■ TESTO CITATO ■
"""
In particolare, l’Istituto chiarisce che l’attività in esame può essere ricondotta a due voci di tariffa:
- voce di tariffa 0721 in caso di servizio di consegna merci in ambito urbano svolto con l'ausilio di veicoli a due ruote o assimilabili effettuato mediante velocipedi o veicoli a due ruote con cilindrata fino a 50 cc e velocità massima di 45 km/h";
- voce di tariffa 9121 in caso di attività condotta mediante altri tipi di veicoli a motore.
Inoltre, per quanto riguarda la retribuzione imponibile, l’INAIL distingue:
- in caso di lavoro autonomo, si deve fare riferimento alla retribuzione convenzionale giornaliera di importo corrispondente alla misura del limite minimo di retribuzione giornaliera in vigore, rapportata ai giorni di effettiva attività;
- in caso di lavoro subordinato e/o etero-organizzato, invece, il premio è dovuto sulla base delle retribuzioni previste dal CCNL di riferimento oppure, se superiori, su quelle effettivamente erogate, con la precisazione che la retribuzione imponibile giornaliera non può in ogni caso essere inferiore rispetto ai limiti minimi stabiliti annualmente da parte dell'Inail.
"""
■ MATERIALE FORNITO ■
"""
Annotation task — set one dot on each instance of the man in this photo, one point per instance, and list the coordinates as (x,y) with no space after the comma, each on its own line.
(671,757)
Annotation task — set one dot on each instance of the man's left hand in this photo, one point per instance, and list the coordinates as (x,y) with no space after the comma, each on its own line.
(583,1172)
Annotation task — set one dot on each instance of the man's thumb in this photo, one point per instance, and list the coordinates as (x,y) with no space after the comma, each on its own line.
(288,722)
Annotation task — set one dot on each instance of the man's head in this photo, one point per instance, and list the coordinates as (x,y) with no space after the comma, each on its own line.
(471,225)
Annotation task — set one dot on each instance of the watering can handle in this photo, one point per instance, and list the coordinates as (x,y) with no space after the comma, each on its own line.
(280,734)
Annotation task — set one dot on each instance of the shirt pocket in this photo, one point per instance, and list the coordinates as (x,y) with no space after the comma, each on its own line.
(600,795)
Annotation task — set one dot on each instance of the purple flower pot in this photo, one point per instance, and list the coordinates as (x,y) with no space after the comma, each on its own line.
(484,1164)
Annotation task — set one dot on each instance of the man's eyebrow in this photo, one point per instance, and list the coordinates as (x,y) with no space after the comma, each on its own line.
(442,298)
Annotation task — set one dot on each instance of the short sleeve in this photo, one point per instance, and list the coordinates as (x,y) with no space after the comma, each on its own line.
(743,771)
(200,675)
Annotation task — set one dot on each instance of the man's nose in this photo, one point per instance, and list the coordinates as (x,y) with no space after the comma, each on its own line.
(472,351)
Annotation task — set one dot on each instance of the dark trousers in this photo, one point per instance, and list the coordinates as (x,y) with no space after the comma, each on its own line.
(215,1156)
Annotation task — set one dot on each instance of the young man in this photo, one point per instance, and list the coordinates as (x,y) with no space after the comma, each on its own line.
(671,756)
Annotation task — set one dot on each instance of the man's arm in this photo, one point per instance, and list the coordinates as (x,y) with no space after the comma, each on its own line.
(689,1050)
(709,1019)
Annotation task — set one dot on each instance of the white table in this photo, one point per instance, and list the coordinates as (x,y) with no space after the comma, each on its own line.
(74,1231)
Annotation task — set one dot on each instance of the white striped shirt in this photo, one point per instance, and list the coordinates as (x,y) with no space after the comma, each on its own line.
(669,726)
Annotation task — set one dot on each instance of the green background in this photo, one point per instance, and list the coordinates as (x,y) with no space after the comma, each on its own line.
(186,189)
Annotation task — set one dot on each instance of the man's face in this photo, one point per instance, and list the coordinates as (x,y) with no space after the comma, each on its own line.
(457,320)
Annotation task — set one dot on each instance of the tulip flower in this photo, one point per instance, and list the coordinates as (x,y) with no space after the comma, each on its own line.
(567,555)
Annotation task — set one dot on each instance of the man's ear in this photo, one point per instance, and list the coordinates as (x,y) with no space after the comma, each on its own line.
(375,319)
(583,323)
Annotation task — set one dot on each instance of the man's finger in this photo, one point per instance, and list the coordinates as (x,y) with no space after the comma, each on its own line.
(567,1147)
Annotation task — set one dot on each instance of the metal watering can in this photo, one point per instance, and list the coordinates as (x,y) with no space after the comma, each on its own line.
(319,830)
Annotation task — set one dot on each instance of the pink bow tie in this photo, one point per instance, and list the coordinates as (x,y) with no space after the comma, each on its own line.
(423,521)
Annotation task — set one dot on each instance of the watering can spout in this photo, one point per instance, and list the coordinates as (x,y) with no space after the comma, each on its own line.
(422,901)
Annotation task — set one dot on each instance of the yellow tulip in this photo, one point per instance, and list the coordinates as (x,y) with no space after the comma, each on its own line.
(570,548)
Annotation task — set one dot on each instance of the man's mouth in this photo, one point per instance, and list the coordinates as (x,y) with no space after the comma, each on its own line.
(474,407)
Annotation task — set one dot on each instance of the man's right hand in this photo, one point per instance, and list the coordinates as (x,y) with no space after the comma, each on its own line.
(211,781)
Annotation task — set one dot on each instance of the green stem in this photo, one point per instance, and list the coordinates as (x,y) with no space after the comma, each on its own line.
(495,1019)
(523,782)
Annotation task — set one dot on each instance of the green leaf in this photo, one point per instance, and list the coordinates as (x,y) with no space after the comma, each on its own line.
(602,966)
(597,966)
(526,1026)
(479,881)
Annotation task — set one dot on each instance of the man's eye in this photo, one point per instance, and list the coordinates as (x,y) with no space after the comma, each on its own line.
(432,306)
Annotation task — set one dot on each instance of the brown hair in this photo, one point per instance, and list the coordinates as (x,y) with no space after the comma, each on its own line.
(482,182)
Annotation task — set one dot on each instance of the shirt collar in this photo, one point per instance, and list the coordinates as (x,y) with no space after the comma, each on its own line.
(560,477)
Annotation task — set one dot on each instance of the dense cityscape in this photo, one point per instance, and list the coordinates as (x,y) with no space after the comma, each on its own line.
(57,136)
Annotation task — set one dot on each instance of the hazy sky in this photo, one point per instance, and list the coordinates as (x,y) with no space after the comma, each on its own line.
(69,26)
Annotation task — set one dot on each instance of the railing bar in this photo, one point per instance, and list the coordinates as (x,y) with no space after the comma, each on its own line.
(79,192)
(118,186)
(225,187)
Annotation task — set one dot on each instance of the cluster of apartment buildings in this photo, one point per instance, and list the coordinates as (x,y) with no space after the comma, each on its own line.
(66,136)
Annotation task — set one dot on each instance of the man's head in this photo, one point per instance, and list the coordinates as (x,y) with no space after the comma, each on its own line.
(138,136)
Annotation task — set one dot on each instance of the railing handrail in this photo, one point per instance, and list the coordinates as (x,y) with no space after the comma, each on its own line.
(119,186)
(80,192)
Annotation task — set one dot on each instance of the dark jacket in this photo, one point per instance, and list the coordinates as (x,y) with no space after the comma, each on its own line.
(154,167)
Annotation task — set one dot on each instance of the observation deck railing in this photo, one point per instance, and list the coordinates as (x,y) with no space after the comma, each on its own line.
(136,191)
"""
■ ELENCO DEI COMPITI ■
a) Ripeti parola per parola il testo sulle tariffe INAIL per le consegne, cominciando da "Inoltre, per quanto" e finendo con "da parte dell'Inail.".
b) Prosegui il testo sulle tariffe INAIL per le consegne, riprendendo subito dopo la sua ultima frase.
Le righe non hanno alcun ruolo in questo lavoro.

■ RISPOSTE FINALI ■
a)
Inoltre, per quanto riguarda la retribuzione imponibile, l’INAIL distingue:
- in caso di lavoro autonomo, si deve fare riferimento alla retribuzione convenzionale giornaliera di importo corrispondente alla misura del limite minimo di retribuzione giornaliera in vigore, rapportata ai giorni di effettiva attività;
- in caso di lavoro subordinato e/o etero-organizzato, invece, il premio è dovuto sulla base delle retribuzioni previste dal CCNL di riferimento oppure, se superiori, su quelle effettivamente erogate, con la precisazione che la retribuzione imponibile giornaliera non può in ogni caso essere inferiore rispetto ai limiti minimi stabiliti annualmente da parte dell'Inail.

b)
Tema della settimana
Licenziamenti individuali nelle piccole imprese: Corte Costituzionale n. 118/ 2025
È incostituzionale il “tetto” di 6 mensilità imposto per legge all’indennità risarcitoria in caso di licenziamenti irrogati dalle "piccole imprese" e giudicati illegittimi. Il giudizio di incostituzionalità si riferisce all’articolo 9, comma 1, del d. lgs. n. 23/2015, ove stabilisce che, nel caso di licenziamenti illegittimi intimati da un'impresa che non raggiunga i requisiti dimensionali di cui all'art. 18, commi 8 e 9, L. n. 300/1970 (Statuto dei lavoratori), e cioè non occupi più di 15 lavoratori presso un’unità produttiva o nell’ambito di un Comune e comunque non occupi più di 60 dipendenti, l’ammontare delle indennità risarcitorie "non può in ogni caso superare il limite di sei mensilità".
A parer della Corte Costituzionale, "l’imposizione di un simile limite massimo, fisso e insuperabile, a prescindere dalla gravità del vizio del licenziamento, aggiungendosi alla previsione del dimezzamento degli importi indicati agli articoli 3, comma 1, 4, comma 1, e 6, comma 1, del citato decreto legislativo numero 23 del 2015, fa sì che l’ammontare dell’indennità sia circoscritto entro una forbice così esigua da non consentire al giudice di rispettare i criteri di personalizzazione, adeguatezza e congruità del risarcimento del danno sofferto dal lavoratore illegittimamente licenziato, né da assicurare la funzione deterrente della stessa indennità nei confronti del datore di lavoro". Tale principio è stato espresso dalla Corte costituzionale con sentenza numero 118 del 21 luglio 2025.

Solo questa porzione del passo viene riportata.